---------- DOCUMENT PASSAGE ----------

Sir Chettur Madhavan Nair PC CIE (24 January 1879 – 3 March 1970) (styled Sir Madhavan Nair) was an Indian lawyer who served as a judge of the Madras High Court and member of the Judicial Committee of the Privy Council.

Early life and education 

Born in Mankara in the Malabar district, Madras Presidency (Now Palakkad District, Kerala), Madhavan Nair was the nephew of C. Sankaran Nair. Madhavan Nair was educated at the Victoria College, Palakkad and matriculated from the Pachaiyappa's High School, Madras. Madhavan Nair graduated from the Madras Christian College and Madras Law College before pursuing his higher education at the University College, London and qualifying as a barrister from the Middle Temple.

Career 

Madhavan Nair started practising as a lawyer in the Madras High Court in 1904. He also served as a law reporter with the Madras Law Journal. Madhavan Nair served as a Government Pleader from 1919 to 1923 and Advocate-General of the Madras Presidency in 1923-24. In 1924, he  had to resign as Advocate-General when appointed temporary judge and was succeeded to the post by T. R. Venkatarama Sastri. Madhavan Nair was appointed permanent judge in 1927. He served as judge of the Madras High Court till retirement on 2 January 1939, upon which he was knighted.  In 1941, Madhavan Nair was appointed to the Privy Council of the United Kingdom.

----------

* WRITTEN TASK *
According to the biography passage, in what year did Madhavan Nair begin practicing as a lawyer in the Madras High Court?

---------- RECORDS SUPPLIED ----------

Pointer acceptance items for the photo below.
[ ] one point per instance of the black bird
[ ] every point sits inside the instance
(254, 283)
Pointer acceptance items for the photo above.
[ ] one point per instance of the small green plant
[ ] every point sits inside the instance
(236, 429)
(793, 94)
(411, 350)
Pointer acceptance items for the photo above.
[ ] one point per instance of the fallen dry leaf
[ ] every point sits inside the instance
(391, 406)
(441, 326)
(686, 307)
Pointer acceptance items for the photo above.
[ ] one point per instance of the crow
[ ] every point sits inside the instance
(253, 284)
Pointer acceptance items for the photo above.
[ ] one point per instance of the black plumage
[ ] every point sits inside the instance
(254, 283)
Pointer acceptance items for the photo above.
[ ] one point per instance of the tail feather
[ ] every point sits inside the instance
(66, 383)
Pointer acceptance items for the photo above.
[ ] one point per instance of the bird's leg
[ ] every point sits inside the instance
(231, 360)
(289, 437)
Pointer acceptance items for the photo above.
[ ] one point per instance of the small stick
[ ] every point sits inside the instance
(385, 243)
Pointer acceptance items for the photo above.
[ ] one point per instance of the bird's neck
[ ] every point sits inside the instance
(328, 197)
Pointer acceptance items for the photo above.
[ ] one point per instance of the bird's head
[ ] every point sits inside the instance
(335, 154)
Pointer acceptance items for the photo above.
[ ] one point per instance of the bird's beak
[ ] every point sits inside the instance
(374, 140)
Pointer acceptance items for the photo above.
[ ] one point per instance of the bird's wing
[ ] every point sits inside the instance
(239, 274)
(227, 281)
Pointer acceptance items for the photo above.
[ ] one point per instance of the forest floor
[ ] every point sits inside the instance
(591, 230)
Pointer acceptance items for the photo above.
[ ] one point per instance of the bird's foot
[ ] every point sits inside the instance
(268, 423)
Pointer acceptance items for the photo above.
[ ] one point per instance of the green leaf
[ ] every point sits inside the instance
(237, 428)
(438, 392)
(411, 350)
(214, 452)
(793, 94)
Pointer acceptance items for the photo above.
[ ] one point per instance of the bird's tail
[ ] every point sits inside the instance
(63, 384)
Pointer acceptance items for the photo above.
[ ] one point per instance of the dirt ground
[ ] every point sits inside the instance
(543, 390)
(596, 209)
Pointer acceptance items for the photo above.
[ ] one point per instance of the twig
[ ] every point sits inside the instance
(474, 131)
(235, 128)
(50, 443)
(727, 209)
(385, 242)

----------

* CORRECT RESPONSE *
1904